THE REQUEST -
Locate every line in the entries below that contains the string "cloud", and copy each such line. The match is case-sensitive.

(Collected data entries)
-- Start --

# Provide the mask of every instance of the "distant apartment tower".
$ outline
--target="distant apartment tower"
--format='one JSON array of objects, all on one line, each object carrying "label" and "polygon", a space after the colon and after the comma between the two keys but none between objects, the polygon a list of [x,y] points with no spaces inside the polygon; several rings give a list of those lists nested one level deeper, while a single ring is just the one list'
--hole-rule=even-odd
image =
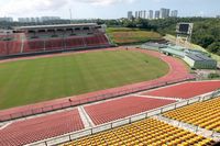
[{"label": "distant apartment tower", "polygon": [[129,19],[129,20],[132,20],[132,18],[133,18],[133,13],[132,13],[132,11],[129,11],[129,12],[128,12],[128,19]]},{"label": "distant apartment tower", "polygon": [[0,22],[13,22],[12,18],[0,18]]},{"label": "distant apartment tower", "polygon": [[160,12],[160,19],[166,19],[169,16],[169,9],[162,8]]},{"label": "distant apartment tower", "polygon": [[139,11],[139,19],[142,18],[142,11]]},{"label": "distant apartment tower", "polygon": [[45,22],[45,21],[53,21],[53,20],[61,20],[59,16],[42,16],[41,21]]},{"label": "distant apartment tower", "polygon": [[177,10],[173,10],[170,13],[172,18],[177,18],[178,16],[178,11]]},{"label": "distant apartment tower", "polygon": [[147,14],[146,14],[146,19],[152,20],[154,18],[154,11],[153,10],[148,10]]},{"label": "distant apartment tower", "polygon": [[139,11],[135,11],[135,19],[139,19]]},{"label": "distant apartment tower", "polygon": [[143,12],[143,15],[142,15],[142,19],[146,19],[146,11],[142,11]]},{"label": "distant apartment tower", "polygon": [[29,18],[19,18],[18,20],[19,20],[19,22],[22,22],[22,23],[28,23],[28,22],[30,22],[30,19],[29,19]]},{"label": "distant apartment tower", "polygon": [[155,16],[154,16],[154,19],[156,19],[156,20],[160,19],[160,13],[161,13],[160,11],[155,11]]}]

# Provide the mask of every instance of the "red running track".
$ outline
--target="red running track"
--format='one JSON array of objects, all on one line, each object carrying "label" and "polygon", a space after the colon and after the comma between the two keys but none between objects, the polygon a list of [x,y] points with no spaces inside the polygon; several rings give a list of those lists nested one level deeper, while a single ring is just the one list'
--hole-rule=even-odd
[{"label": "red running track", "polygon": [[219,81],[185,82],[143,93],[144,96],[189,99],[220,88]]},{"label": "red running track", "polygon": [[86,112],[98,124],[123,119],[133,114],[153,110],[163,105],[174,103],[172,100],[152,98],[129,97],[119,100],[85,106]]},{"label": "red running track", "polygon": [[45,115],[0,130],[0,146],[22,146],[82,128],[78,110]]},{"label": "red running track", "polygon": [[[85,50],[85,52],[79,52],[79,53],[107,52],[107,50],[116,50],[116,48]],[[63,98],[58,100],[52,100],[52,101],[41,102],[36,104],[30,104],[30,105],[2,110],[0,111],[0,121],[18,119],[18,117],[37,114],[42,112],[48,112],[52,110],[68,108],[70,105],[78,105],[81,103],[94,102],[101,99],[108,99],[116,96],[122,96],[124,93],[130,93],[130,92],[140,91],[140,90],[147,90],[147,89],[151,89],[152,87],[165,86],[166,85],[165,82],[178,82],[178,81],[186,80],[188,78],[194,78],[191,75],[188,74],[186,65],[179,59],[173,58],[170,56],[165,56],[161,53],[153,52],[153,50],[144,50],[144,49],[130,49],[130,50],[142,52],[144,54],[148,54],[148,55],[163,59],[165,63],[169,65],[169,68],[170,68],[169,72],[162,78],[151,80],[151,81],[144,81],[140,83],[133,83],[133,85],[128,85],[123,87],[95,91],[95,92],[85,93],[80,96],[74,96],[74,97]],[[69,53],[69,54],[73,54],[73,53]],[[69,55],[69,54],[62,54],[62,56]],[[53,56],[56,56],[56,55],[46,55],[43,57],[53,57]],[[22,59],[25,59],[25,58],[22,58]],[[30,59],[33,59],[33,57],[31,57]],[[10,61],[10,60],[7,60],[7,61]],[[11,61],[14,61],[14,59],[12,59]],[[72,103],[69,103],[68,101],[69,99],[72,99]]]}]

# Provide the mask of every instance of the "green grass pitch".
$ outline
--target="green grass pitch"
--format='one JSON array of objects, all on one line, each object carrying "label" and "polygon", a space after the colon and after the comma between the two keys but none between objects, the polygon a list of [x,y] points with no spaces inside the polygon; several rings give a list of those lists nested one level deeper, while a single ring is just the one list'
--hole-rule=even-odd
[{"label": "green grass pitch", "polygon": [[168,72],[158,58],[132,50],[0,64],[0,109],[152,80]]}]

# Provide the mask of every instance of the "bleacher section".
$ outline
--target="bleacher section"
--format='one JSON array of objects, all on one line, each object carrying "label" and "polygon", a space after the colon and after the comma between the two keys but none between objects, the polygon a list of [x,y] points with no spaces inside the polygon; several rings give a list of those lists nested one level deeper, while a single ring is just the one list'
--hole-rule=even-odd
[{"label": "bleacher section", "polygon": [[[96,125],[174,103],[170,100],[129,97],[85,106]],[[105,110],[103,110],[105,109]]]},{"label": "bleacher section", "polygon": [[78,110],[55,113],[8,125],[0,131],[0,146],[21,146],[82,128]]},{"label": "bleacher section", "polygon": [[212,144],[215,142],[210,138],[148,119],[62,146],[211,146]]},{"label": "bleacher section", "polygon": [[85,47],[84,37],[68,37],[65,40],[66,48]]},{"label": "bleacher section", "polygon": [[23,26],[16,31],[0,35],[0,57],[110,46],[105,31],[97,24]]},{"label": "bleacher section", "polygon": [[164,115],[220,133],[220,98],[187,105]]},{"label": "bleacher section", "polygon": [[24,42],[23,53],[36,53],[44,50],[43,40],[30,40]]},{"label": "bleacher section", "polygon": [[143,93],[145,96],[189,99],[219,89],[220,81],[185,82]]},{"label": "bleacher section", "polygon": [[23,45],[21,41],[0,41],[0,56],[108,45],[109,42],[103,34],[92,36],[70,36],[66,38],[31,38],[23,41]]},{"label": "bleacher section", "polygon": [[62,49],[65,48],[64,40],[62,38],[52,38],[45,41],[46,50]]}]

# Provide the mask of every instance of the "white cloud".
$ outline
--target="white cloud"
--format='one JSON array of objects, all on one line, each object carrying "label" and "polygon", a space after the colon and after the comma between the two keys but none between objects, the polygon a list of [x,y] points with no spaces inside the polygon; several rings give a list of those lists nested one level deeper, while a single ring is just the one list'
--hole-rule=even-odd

-- End --

SOLUTION TO THE PROBLEM -
# Provide the mask of every instance of the "white cloud".
--target="white cloud"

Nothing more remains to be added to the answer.